→ **課題の目的**:
「Phrase -- shrubbery」を含む行に始まり項目の末尾に終わる部分（両端を含む）について、「hanging bell」を「hanging lantern」に改めた形に更新し、ほかは一切変えずに示してください。

→ **項目一覧**:
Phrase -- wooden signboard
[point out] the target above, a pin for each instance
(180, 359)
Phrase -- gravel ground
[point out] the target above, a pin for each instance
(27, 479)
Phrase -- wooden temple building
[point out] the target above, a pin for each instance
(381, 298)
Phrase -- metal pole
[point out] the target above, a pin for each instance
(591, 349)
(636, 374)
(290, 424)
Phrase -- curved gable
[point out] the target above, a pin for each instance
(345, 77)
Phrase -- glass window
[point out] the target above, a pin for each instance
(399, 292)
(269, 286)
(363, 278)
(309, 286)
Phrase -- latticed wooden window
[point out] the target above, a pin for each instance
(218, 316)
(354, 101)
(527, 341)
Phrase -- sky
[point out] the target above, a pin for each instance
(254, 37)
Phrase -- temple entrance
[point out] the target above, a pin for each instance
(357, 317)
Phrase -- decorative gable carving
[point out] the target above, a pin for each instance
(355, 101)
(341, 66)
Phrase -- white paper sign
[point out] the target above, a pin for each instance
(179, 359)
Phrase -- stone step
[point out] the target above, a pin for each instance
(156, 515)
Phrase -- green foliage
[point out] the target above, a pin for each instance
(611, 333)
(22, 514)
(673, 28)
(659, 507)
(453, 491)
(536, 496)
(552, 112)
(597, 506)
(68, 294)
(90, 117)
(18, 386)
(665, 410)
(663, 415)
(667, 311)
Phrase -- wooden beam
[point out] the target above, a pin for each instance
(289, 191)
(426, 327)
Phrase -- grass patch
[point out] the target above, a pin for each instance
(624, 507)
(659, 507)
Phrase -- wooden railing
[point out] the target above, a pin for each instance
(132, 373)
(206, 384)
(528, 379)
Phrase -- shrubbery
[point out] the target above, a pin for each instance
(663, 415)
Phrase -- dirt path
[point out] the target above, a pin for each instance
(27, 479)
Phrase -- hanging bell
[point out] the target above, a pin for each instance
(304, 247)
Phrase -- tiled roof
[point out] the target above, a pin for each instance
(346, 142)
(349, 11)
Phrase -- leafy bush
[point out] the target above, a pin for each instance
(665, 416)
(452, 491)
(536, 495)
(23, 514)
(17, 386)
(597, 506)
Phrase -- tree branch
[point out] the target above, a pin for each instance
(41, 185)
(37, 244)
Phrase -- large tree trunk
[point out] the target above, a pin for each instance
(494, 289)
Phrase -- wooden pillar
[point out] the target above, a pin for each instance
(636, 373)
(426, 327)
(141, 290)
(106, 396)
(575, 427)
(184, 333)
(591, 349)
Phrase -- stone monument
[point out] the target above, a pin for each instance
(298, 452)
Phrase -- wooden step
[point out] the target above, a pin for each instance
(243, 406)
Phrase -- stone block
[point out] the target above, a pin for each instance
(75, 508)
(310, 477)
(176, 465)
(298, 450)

→ **回答**:
Phrase -- shrubbery
[point out] the target above, a pin for each instance
(663, 415)
Phrase -- dirt path
[point out] the target above, a pin for each instance
(27, 479)
Phrase -- hanging lantern
[point out] the target above, a pin for each instance
(304, 247)
Phrase -- tiled roof
[point out] the target above, a pin for each instance
(346, 142)
(349, 11)
Phrase -- leafy bush
[point out] the target above, a pin for each instance
(665, 416)
(452, 491)
(536, 495)
(23, 514)
(17, 386)
(597, 506)
Phrase -- tree branch
[point out] the target above, a pin for each instance
(41, 185)
(37, 244)
Phrase -- large tree trunk
[point out] the target above, a pin for each instance
(494, 289)
Phrase -- wooden pillar
[point out] the target above, a pin for each instance
(636, 373)
(426, 327)
(141, 290)
(106, 396)
(575, 427)
(184, 333)
(591, 349)
Phrase -- stone monument
[point out] the target above, a pin for each instance
(298, 452)
Phrase -- wooden step
[point out] the target above, a pin for each instance
(243, 406)
Phrase -- stone block
[point out] the target above, a pin for each instance
(75, 508)
(310, 477)
(176, 465)
(298, 450)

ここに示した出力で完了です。